# [TASK GOAL]
Show every line from the data below that includes "entirely".

Start of TASK DATA

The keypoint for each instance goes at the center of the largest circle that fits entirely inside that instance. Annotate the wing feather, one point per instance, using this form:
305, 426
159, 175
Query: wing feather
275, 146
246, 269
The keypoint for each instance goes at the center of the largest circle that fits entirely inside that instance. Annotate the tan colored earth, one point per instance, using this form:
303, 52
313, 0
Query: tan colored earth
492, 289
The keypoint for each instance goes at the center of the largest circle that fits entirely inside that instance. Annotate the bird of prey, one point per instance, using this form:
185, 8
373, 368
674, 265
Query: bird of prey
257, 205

End of TASK DATA
Start of TASK DATA

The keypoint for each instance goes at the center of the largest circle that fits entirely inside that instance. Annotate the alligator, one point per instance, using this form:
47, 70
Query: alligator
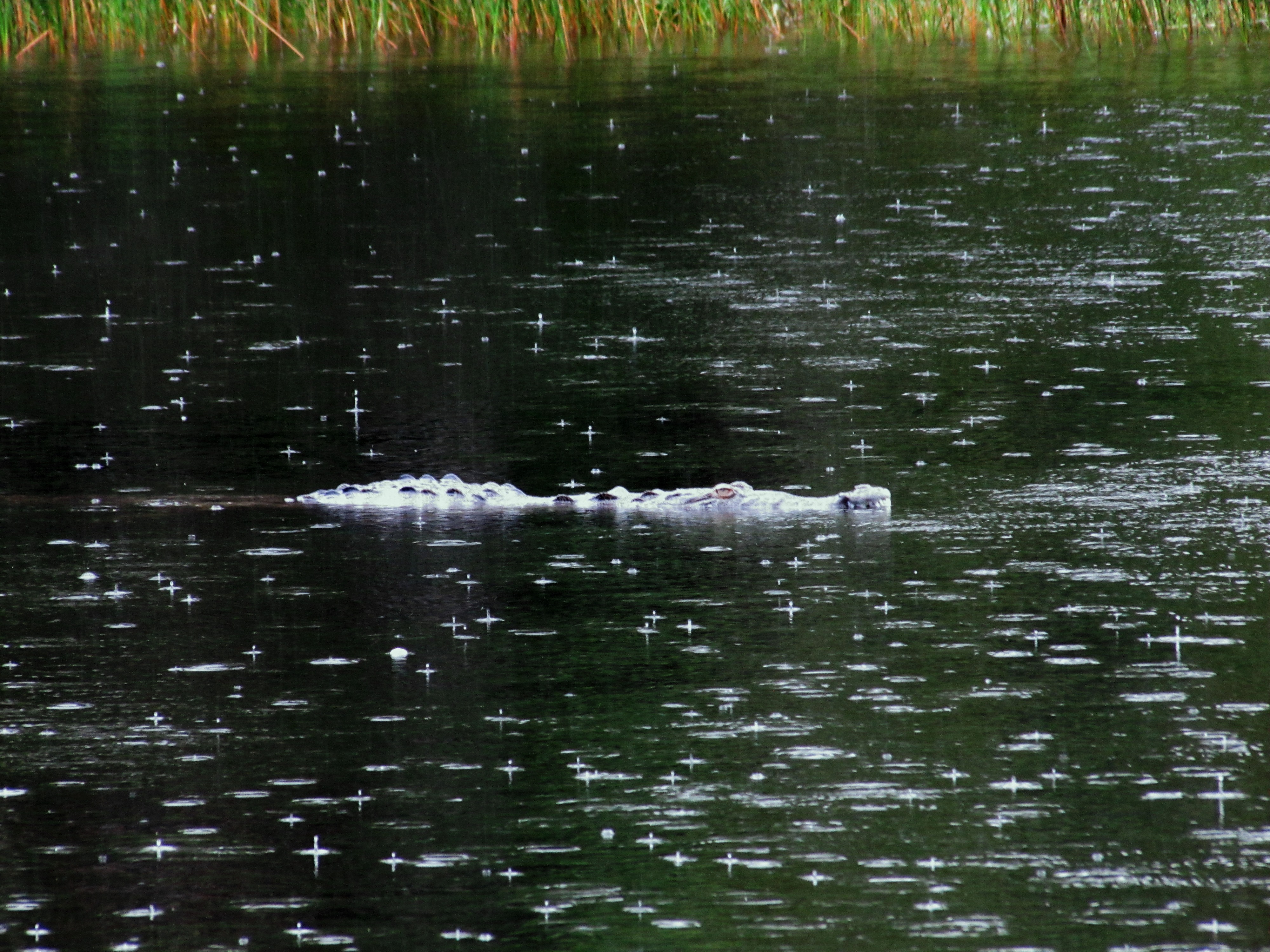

End of TASK DATA

# [SOLVED EXERCISE]
The keypoint for each instance goes at the center of the largest circle that fits entirely inside that instance. Annotate the wing feather, one point per instance, using this form:
The keypoint for each instance goes at the center of the largest circle that fits entirely inside that instance. Annotate the tan colored earth, one point per instance, using this form:
The keypoint for each instance goes at the center of the largest circle that fits entirely inside that instance. Annotate the bird of prey, one point per instance, using this form:
The keypoint for each instance goes at the center of the largest circle that fits entirely inside that instance. Annotate the alligator, one point per instance, using this form:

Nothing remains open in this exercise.